- To do
Using the records provided below, locate and copy each line that contains the word "lure".

[Saved entries]
>>>

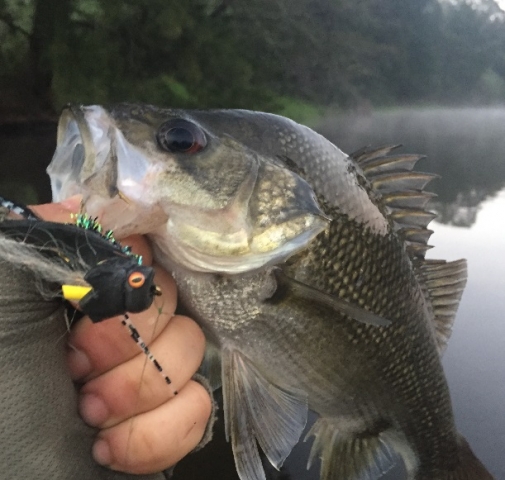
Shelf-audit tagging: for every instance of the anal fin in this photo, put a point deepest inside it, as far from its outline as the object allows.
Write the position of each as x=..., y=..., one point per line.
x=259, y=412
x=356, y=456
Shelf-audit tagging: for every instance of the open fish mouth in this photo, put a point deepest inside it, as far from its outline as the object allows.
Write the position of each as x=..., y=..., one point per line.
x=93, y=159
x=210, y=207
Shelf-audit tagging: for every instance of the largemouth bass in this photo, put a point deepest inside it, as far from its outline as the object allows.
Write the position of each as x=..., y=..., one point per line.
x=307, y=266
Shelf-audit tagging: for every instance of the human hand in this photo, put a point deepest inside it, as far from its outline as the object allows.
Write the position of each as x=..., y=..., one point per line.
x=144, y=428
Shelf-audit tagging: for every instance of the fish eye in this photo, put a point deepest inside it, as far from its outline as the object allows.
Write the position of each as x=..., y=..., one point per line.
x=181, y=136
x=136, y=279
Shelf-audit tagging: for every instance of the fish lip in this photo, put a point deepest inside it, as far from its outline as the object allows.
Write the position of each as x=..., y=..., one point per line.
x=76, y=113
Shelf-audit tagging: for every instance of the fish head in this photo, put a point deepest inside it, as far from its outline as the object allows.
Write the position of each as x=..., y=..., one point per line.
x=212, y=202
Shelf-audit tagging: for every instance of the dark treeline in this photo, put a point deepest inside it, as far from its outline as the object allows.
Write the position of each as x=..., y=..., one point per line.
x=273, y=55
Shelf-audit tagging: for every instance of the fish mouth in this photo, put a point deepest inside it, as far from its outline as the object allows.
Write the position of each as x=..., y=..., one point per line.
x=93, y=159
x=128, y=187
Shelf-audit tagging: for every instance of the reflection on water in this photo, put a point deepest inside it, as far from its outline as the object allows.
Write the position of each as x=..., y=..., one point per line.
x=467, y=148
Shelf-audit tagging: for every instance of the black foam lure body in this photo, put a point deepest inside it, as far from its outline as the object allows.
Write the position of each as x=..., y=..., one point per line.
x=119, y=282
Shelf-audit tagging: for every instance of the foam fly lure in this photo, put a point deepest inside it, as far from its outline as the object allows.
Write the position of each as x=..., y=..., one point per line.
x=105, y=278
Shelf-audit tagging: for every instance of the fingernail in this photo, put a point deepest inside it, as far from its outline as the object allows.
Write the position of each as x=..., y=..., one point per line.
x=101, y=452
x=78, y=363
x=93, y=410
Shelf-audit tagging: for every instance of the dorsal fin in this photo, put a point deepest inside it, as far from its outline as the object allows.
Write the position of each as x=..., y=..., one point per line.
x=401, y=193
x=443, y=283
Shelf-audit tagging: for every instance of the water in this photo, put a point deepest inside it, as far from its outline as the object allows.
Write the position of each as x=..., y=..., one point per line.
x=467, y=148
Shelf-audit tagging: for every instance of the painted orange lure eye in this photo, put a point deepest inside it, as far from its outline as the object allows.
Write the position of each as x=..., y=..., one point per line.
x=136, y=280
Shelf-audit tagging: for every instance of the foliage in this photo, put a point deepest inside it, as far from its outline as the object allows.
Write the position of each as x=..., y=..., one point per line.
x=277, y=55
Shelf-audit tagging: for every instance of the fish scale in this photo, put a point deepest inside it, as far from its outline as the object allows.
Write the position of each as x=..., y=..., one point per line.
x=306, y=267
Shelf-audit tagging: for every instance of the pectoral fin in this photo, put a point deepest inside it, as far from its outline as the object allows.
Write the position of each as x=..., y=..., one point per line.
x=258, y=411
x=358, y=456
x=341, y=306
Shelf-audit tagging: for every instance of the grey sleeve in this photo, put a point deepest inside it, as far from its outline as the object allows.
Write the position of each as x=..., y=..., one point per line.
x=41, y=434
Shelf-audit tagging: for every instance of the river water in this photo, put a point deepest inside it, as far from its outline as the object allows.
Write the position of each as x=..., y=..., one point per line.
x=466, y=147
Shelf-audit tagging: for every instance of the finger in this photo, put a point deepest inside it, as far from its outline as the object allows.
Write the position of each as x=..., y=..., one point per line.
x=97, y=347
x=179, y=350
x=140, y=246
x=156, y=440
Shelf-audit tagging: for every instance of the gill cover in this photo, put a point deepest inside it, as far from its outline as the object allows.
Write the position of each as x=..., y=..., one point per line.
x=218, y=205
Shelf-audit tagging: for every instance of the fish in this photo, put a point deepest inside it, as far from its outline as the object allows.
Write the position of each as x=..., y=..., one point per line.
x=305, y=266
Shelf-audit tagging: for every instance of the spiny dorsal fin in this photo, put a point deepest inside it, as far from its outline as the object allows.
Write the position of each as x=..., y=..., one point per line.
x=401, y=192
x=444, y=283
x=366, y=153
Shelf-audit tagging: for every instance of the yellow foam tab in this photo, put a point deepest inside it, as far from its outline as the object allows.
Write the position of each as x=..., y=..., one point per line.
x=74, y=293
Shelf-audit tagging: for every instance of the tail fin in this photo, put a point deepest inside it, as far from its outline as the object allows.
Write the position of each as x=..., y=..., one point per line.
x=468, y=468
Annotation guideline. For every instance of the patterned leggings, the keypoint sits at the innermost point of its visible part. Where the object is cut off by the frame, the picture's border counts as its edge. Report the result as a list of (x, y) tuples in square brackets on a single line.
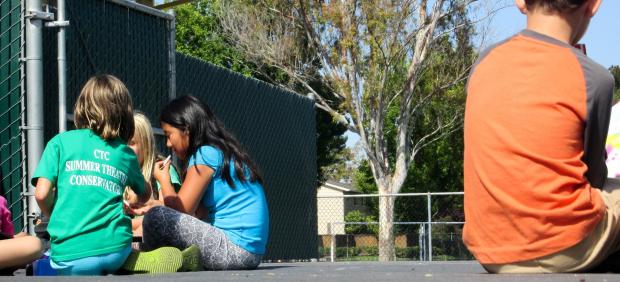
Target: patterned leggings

<<<

- Response to this exercise
Shelf-audit tagging: for every instance of the black foam lure body in this photo, put a point deepest inside it, as far from its outline as the object allows.
Shelf-audit tagging: for every instance of the foam fly lure in this photo, put a point deepest inside it, as far from its outline as the object allows.
Shelf-audit tagging: for every instance of the painted orange lure eye in this photo, put a point deepest inside it, as far from its outline as the object allows.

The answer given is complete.